» WRITTEN INSTRUCTION
Images excluded, repeat each entry below exactly.

[Point labeling examples]
============

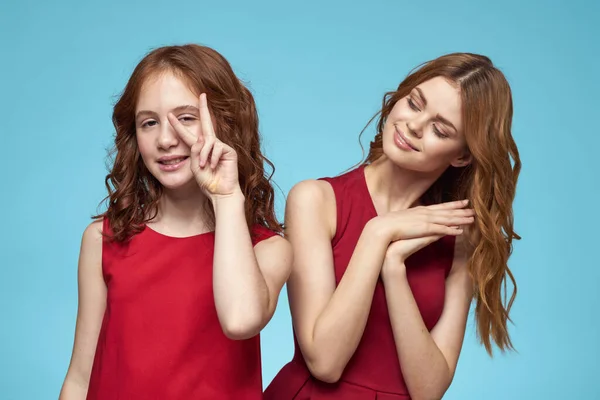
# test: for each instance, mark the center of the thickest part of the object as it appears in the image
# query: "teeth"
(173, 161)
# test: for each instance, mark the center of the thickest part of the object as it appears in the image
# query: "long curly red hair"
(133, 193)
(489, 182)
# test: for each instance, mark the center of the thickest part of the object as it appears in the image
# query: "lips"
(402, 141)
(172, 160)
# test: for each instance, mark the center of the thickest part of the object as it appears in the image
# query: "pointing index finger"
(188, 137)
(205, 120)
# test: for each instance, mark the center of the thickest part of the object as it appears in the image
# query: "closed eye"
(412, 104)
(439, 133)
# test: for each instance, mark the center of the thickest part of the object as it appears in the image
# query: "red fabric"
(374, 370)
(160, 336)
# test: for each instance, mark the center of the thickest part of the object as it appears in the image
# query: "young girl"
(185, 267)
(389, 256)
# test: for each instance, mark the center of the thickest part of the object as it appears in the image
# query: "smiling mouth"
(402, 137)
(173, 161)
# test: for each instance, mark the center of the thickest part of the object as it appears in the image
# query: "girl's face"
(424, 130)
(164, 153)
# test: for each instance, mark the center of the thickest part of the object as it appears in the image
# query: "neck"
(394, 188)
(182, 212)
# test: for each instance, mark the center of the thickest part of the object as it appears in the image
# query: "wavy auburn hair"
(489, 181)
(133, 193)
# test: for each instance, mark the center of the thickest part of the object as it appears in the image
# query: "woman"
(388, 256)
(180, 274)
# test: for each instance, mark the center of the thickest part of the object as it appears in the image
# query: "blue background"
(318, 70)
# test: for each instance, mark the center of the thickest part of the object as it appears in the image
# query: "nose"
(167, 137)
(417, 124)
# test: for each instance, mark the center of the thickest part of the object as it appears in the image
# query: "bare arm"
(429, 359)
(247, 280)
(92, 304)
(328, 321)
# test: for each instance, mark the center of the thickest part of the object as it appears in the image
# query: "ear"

============

» SOLUTION
# test: for each instance, mark the center of the thickest part of the object as it appears in the image
# query: "teeth"
(173, 161)
# test: for each instance, mark the center of the thickest part of the object as it appears in the image
# query: "long curly red hair"
(133, 193)
(489, 182)
# test: for each instance, mark the center of the thickest part of the object as it appears in the image
# query: "lips"
(402, 141)
(172, 160)
# test: for each instance, mark the center of the thickest part of the object as it appears in the image
# query: "pointing index finger"
(188, 137)
(205, 120)
# test: for each instance, mark the center of the thickest part of the object as it appears in the image
# query: "closed eye"
(412, 104)
(439, 133)
# test: for each instance, mark the center of the thickest part of the object as it appears in the image
# query: "red fabric"
(374, 370)
(160, 336)
# test: for each instance, mark the center of the thickest part of the object as it appears in the image
# query: "young girl"
(185, 267)
(389, 256)
# test: for each instance, mark the center of the thickest part of the object as it appears in the image
# query: "smiling mouth"
(402, 137)
(173, 161)
# test: for each instance, mark the center of the thickest part of the object as it appears in the image
# query: "girl's face"
(424, 130)
(164, 153)
# test: for each instance, mark the center of the thickest part of the object as it appears in the image
# query: "neck"
(394, 188)
(182, 212)
# test: for each instance, mark the center of the thickest part of the object as it appears in the image
# query: "wavy auburn hair"
(489, 181)
(133, 193)
# test: for each instance, mark the center of the thickest part of the object as it appears in the image
# query: "woman"
(388, 256)
(180, 274)
# test: for each instance, mark the center of the thickest part of the object as it appears in the image
# query: "blue background"
(318, 70)
# test: for each instance, mark the center of the thickest part of the object as it appears in the image
# query: "nose"
(167, 137)
(417, 124)
# test: for each instance, mark the center of the thickest part of the object as it appears in the image
# query: "bare arm"
(429, 359)
(247, 280)
(92, 304)
(328, 321)
# test: for each instance, mark the center of the thickest part of the object as it appears in the image
# query: "ear"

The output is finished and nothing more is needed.